## Excerpt to read
The faces of half a dozen young men appear on my laptop for a video chat, and Max Kline, AMFT and Jonah Scott, LMFT describe the activity in which they will collectively participate. Kline explains that the Freestyle Therapy Cypher™ (FTC) is prefaced with psychoeducation and then tells the group that their purpose is to improve their capacity to understand the nuances of their emotional states and strengthen their attunement. Then the beat drops.
Not even a few beats tick by when one of the young men eagerly starts rhyming and articulating his feelings about, experiences with, and understanding of the word “serene.” That word is a prompt from Kline, intended to get the juices flowing. The young man rhymes skillfully, sometimes with surprising fluidity about peace, desire, a place, escape, happiness, gratitude, wisdom, and inequality. There is tenderness and camaraderie here from the rest of the group; chuckles at cleverness, head nods on the beat, engagement from every face on the screen, and a few spirited howls at some particularly witty verses.
This is an Emotional Granularity Round™, one of their custom designed Freestyle Therapy Exercises™. This exploration of emotional experience is taking place entirely through the lens of Hip Hop, with the participants freestyle rapping about their emotional landscape. Kline and Scott are co-founders and co-executive directors of Rhythmic Mind, a San Francisco Bay Area based non-profit HHT organization that serves “at-risk”/at-promise teens and young adults. Both men have family roots in activism and social justice work, hold Masters degrees in psychology, and share a deep life-long love and appreciation for Hip Hop and its capacity to empower the kids with whom they work. Their core mission wrestles with the traumas playing out in communities that face deep inequity and the teens and transitional age youth who have to navigate that world.

## Excerpted data
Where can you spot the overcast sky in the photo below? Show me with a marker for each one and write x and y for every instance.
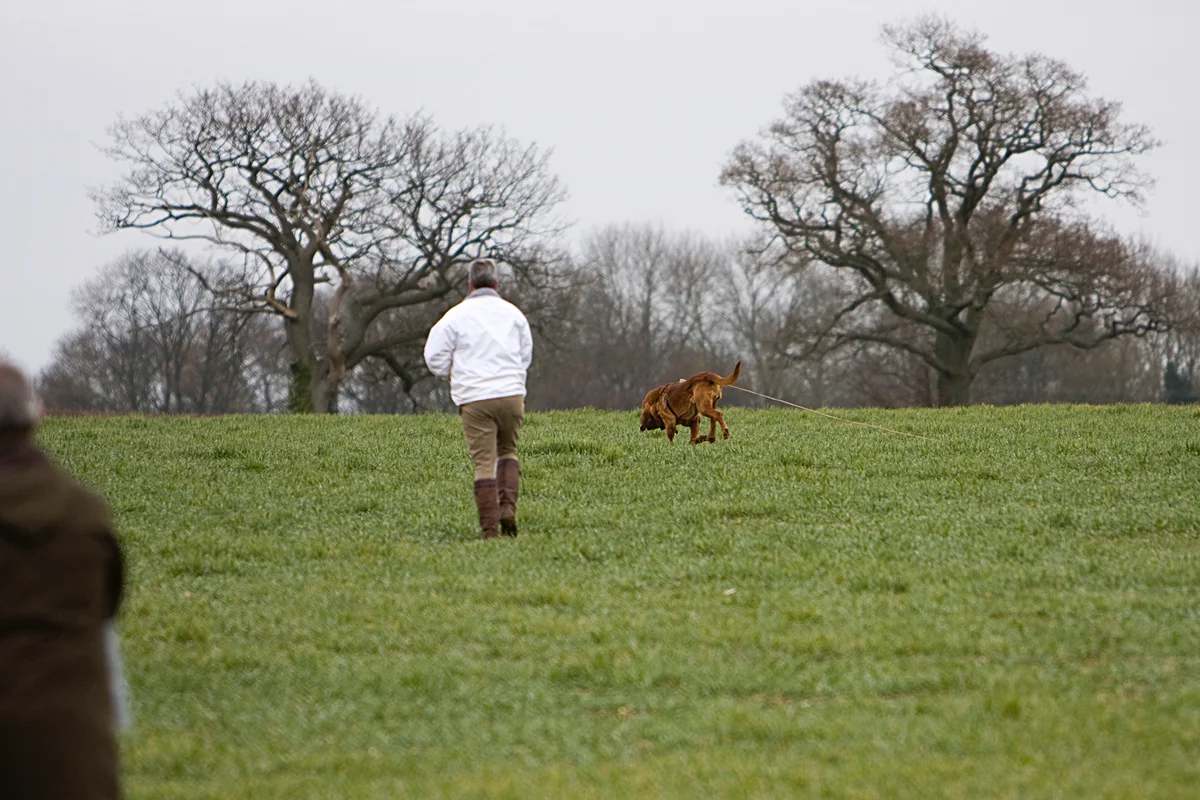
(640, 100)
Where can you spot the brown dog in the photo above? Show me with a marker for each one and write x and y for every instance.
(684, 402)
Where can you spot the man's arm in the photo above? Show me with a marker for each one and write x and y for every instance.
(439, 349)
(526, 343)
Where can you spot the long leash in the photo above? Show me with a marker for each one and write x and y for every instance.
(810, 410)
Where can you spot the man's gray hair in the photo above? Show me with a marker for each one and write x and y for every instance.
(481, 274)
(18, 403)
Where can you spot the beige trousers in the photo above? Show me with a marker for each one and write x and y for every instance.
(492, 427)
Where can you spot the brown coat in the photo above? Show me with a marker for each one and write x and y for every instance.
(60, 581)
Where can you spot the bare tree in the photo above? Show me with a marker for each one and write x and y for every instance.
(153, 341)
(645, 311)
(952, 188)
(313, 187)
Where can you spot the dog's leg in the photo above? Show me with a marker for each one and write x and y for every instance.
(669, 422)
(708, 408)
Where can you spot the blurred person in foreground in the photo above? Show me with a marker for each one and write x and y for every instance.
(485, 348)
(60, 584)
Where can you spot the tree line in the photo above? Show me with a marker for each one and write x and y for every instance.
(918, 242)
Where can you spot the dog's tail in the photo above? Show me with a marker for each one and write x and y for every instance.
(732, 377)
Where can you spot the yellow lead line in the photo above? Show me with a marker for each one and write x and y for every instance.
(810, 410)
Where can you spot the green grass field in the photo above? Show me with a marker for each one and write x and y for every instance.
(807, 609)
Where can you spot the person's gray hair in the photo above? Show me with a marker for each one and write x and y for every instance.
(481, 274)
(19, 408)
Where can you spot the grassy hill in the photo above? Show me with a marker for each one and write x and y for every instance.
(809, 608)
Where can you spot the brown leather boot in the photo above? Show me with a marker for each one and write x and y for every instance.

## What to work on
Write out the Hip Hop therapy text word for word, starting with "This is an Emotional" and going on through "navigate that world.".

## Solution
This is an Emotional Granularity Round™, one of their custom designed Freestyle Therapy Exercises™. This exploration of emotional experience is taking place entirely through the lens of Hip Hop, with the participants freestyle rapping about their emotional landscape. Kline and Scott are co-founders and co-executive directors of Rhythmic Mind, a San Francisco Bay Area based non-profit HHT organization that serves “at-risk”/at-promise teens and young adults. Both men have family roots in activism and social justice work, hold Masters degrees in psychology, and share a deep life-long love and appreciation for Hip Hop and its capacity to empower the kids with whom they work. Their core mission wrestles with the traumas playing out in communities that face deep inequity and the teens and transitional age youth who have to navigate that world.